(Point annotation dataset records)
┄┄┄┄┄┄┄┄┄┄┄┄┄┄┄┄┄┄┄┄

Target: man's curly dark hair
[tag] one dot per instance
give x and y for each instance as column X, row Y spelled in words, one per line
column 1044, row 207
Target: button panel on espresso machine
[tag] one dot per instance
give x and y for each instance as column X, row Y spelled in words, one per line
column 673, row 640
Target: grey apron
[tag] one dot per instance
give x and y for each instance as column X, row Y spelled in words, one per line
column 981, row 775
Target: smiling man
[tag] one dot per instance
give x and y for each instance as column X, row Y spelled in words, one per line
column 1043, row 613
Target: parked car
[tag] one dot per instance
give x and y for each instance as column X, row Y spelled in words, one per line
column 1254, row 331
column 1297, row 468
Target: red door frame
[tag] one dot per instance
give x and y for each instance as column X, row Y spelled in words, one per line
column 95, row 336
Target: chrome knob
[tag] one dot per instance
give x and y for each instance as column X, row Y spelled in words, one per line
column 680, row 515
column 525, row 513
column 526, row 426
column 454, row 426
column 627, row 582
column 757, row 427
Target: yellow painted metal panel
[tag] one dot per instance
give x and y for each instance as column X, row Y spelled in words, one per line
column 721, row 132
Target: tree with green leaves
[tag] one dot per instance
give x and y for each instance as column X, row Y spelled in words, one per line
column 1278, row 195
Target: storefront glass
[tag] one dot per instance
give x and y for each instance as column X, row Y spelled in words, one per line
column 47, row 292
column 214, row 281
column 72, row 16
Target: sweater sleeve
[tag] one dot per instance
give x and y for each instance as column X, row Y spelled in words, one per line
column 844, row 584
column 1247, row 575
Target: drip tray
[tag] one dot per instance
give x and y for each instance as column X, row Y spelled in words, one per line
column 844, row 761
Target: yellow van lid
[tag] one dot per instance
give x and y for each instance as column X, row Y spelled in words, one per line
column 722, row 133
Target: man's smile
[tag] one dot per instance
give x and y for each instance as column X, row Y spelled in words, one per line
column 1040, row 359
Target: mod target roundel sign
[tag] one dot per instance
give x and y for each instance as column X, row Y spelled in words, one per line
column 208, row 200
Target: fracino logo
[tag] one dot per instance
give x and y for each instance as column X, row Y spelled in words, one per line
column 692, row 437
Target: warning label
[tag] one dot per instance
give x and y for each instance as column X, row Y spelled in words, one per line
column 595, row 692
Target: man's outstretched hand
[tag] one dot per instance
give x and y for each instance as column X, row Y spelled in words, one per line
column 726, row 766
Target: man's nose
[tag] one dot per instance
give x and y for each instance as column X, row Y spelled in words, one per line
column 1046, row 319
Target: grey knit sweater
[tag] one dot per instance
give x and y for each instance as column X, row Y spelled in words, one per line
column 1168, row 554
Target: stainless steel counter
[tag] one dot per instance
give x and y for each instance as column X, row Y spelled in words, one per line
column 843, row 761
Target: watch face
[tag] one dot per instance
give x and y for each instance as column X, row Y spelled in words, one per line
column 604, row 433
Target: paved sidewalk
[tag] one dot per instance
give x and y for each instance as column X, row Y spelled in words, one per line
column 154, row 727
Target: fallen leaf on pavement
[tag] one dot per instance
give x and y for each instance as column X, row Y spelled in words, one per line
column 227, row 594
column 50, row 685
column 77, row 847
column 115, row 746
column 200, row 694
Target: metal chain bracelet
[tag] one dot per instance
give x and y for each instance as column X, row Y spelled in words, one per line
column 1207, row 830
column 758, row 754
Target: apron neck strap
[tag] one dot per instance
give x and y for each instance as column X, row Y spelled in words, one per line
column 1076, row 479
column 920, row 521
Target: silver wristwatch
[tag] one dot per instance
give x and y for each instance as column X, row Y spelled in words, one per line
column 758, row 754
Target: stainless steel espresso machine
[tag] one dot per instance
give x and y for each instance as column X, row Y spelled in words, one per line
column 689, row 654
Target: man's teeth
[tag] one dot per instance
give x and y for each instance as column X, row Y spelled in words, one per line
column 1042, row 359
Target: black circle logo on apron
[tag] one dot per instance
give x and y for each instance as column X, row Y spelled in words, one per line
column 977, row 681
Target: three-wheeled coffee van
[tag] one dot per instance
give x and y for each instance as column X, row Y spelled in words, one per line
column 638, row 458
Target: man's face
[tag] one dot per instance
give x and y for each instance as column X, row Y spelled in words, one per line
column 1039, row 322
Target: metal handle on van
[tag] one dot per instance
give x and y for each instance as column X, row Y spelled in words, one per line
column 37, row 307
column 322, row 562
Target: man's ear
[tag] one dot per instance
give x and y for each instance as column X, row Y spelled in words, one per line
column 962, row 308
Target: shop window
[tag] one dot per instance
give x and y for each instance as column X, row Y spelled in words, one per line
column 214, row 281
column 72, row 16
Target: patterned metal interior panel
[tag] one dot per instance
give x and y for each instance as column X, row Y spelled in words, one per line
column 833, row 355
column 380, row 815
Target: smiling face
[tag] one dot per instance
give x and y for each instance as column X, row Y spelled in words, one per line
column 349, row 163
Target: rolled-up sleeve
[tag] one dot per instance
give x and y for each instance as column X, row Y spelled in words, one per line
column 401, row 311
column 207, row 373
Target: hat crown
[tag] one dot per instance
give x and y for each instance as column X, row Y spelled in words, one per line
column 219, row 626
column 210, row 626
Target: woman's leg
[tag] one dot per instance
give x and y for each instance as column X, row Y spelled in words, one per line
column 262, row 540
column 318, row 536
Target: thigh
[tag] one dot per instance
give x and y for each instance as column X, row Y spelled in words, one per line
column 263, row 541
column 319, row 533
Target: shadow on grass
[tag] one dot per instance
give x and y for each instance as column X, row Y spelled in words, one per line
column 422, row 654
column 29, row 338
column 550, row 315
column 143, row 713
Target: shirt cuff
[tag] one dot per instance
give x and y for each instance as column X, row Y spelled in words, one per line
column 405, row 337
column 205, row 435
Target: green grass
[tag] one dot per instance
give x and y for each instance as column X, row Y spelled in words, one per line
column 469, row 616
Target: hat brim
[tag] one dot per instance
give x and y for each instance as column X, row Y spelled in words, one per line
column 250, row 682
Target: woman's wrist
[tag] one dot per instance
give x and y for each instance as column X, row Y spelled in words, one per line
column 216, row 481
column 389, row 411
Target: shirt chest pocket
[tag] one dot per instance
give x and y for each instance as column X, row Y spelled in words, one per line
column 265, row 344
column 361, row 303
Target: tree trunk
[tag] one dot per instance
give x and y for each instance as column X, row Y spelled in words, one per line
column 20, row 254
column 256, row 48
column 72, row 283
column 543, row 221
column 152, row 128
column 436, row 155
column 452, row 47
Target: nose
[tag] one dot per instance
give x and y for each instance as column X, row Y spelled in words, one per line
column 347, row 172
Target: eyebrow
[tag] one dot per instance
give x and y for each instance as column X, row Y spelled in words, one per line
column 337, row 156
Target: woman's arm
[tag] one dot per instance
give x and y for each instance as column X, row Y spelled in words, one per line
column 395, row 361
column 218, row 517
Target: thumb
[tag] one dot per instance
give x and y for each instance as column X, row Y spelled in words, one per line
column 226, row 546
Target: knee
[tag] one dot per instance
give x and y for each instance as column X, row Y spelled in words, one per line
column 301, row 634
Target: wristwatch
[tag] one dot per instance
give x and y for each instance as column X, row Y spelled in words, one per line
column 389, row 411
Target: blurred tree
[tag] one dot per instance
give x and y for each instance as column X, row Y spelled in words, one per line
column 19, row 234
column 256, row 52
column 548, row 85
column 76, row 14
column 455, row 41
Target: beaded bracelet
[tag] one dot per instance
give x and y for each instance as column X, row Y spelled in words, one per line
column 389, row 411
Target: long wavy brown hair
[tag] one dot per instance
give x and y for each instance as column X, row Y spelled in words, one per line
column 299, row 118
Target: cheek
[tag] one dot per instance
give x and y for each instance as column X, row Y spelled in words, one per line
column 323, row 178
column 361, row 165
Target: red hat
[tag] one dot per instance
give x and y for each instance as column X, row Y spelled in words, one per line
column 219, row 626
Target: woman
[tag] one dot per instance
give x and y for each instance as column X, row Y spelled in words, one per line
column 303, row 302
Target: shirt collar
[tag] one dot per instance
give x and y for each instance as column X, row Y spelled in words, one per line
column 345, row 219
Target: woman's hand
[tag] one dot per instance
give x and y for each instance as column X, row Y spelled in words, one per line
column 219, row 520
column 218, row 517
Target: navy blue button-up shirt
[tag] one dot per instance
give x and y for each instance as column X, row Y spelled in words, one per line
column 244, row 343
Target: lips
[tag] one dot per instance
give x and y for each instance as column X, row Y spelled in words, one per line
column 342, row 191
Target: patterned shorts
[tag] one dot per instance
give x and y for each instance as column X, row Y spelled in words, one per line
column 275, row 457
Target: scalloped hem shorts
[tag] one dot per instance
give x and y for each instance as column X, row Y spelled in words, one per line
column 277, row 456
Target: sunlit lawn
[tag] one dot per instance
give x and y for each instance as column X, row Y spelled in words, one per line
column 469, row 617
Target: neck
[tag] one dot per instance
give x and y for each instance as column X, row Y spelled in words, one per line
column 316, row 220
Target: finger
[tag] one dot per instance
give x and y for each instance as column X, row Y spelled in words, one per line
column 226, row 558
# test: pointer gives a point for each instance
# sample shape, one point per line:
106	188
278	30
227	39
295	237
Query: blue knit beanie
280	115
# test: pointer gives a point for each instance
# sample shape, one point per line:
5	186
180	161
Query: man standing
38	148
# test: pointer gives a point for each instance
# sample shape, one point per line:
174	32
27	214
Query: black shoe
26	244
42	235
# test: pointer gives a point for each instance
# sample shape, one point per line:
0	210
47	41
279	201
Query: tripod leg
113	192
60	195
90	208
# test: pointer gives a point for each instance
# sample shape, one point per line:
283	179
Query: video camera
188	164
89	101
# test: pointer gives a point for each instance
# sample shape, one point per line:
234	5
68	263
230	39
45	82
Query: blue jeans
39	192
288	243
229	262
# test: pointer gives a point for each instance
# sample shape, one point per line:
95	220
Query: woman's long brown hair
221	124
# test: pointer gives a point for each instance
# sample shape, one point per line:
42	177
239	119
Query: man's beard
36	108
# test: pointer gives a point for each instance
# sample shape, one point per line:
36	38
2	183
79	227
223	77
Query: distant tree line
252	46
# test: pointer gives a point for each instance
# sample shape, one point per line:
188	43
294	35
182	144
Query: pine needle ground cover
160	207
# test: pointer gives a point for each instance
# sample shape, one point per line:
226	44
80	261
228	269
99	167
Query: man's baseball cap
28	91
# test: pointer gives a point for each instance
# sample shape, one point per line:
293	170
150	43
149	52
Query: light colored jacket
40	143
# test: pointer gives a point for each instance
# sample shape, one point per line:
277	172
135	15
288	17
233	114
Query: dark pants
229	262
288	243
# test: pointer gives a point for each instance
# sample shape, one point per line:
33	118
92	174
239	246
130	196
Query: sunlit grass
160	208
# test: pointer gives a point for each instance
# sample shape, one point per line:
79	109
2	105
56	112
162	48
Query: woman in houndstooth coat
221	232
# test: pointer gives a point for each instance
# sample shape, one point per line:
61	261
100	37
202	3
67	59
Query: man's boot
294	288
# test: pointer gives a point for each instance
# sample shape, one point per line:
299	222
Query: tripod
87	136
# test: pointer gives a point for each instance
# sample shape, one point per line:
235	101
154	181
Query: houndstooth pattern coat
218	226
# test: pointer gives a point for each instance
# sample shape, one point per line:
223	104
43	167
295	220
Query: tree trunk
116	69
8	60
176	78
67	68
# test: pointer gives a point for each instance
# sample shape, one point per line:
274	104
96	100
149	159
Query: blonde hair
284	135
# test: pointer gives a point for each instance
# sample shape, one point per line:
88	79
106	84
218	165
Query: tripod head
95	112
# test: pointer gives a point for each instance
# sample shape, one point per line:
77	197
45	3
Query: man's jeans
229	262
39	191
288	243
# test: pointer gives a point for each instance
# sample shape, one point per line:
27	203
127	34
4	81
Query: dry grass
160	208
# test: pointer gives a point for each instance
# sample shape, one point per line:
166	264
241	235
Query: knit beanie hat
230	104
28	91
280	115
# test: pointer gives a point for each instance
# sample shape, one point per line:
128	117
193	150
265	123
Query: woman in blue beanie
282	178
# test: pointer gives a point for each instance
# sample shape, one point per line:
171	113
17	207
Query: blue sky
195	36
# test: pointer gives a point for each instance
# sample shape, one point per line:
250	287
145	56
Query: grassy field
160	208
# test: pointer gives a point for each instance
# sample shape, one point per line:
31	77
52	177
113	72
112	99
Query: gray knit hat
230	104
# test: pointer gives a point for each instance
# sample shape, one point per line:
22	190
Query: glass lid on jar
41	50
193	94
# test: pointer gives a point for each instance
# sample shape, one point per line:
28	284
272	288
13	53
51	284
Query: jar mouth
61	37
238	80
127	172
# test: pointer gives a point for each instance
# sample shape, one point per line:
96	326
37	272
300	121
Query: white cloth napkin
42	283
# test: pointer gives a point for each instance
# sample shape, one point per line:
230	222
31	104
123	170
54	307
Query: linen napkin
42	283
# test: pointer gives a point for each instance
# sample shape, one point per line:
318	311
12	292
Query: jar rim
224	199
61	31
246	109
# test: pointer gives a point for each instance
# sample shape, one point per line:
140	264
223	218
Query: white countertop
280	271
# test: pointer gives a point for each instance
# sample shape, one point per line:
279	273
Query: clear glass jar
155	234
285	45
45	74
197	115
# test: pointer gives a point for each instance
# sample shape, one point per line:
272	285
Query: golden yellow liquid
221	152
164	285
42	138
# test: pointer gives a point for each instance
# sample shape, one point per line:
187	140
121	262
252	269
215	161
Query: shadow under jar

┄┄┄┄┄┄┄┄┄┄┄┄┄┄┄┄┄┄┄┄

TASK: Count the lines in the items above that contain the string "shorts", where case matters, and give only that number.

CORRECT RESULT: 2